**WHAT YOU SHOULD DO**: Extend the article below on Hawaii's tourism boom and the state's wider economy, picking up right after its final sentence.

**EXCERPTED TEXT**:
Hawaii’s economic engine of tourism is booming, so why hasn’t it trickled down to the rest of the state’s economy? Economists answer, for now, that tourism is not the giant that it used to be, but it is leading the way for the state’s recovery. Not to worry.
Visitor arrivals are expected to increase by 8.6 percent this year, much higher than the earlier forecast of 6.5 percent, according to the state Department of Business, Economic Development and Tourism.
However, the overall economy is expected to increase this year by only 2 percent.
As a result, Hawaii’s number of "leisure and hospitality" jobs increased by 5 percent during this year’s first half compared with the same period a year earlier, but job numbers dropped by 9 percent in the information sector, 2 percent in construction and 0.3 percent in government, according to the U.S. Bureau of Labor Statistics.
"While nontourism sectors have still not fully recovered, they are showing positive signs of recovery," Richard Lim, the DBEDT director, said last week. "That’s why we are focused on policy tools and state support in areas such as construction, renewable energy and light manufacturing."
A major reason for the lack of a spillover of tourism may be that it is not the 800-pound gorilla it was not too long ago. While tourism consisted of 25 percent of the economy during the mid-1990s, it has shrunk to 15 percent, according to Eugene Tian, acting state economist.
That was made worse by the 2008 demise of Aloha Airlines and ATA Airlines, said local economist Paul Brewbaker.
Figures show that tourism has recovered spectacularly enough to restore its share of the state’s economy.
"By my calculation," Brewbaker said, "we’re at record volume this year already, so that principle could have brought it back to a quarter of the economy, except that we know that visitors don’t spend as much as they used to in real terms."
Hawaii, and the rest of the nation, have gone so long without hopeful economic news that any sign of recovery can be quickly spun out of proportion. But in Hawaii, myriad signs are rightfully stoking cautious optimism.

**DATA SHOWN**:
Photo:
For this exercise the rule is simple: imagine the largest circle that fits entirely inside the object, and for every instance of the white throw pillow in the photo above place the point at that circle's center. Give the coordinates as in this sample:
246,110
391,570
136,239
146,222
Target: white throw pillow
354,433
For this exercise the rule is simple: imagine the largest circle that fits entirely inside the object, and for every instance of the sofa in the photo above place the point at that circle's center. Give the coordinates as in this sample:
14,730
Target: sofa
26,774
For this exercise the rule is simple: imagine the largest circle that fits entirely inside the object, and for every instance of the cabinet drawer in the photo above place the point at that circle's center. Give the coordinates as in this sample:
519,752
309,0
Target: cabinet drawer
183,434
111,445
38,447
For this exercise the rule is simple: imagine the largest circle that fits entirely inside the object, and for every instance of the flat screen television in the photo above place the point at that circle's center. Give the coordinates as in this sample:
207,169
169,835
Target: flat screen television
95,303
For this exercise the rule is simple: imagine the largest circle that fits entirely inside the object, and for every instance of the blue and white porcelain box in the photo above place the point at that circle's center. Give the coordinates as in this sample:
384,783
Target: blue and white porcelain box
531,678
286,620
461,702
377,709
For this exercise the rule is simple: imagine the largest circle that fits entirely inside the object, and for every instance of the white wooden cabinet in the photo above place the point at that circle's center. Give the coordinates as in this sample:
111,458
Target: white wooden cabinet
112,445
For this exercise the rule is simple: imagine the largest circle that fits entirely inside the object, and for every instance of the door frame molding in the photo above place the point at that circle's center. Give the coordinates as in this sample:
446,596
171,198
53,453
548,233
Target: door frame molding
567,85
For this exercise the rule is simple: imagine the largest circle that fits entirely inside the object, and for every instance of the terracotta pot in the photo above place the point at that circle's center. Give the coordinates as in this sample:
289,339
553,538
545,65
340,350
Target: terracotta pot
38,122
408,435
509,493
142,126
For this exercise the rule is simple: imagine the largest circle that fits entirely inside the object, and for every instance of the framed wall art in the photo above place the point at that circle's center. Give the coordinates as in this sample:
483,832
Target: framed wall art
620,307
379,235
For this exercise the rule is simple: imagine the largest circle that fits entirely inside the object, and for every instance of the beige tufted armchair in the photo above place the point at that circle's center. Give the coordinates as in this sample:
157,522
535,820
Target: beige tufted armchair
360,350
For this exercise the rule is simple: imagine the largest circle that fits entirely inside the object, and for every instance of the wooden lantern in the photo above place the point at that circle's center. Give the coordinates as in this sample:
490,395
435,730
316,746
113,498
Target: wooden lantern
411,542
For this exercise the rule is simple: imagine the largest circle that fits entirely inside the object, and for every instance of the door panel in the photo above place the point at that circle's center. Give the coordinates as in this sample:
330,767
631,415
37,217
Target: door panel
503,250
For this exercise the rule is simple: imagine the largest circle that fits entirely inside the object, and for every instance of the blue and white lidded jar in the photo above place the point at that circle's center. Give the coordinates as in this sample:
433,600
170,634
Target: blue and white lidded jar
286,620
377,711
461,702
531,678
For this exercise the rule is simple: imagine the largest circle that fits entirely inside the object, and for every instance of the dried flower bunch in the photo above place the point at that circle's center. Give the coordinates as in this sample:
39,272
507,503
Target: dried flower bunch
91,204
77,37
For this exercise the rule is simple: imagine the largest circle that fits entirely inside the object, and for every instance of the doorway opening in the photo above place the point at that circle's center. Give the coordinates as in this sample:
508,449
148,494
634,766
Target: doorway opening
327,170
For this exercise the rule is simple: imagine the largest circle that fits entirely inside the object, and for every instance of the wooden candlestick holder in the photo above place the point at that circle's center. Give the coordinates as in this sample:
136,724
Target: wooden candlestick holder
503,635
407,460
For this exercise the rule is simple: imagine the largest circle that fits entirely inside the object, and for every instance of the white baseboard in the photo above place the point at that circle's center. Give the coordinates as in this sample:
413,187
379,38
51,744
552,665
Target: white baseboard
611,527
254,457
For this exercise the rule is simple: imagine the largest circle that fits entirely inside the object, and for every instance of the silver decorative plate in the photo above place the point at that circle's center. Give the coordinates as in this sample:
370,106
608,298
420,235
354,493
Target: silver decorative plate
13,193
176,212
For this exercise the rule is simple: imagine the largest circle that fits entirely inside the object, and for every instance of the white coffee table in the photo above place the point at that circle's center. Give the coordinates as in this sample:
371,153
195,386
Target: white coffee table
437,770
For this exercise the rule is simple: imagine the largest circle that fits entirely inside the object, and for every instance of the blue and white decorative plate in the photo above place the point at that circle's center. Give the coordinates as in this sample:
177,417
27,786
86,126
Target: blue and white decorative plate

**SOLVED EXERCISE**:
The University of Hawaii Economic Research Organization has projected an increase in construction activity this year after expectations of recovery last year failed to materialize.
Now, it says, "Single-family home construction languishes, but new high-rise condos, retail and resort-related development will boost nonresidential building."
It predicts that construction jobs will grow by 2.1 percent this year.
Construction of the rail project on Oahu could be a major part of the boost, Brewbaker said, especially to "the extent to which the project can actually mobilize private development associated with the train. The train has the potential magnet for private development."
We have to agree with Brewbaker’s high optimism overall, as the state is "right around the corner" in greeting as many as 8 million visitors in a year.
"Lucky for us that we even have that," he said of tourism’s boom, "because the reason it isn’t kicking is probably because the rest of the economy hasn’t caught up.
"So then the question should be: What do we do to get the rest of the economy to catch up, because it doesn’t make any sense to have half the cylinders working and the other half of the engine just under repair."
State policy makers should take heed.
Voters, too, need to be asking their elected officials for real policy visions and ways to shore up Hawaii’s economy, and to drive it forward.
Now’s the time, with so many of the politicians’ jobs on the line in November’s general election, to insist on answers and action from lawmakers.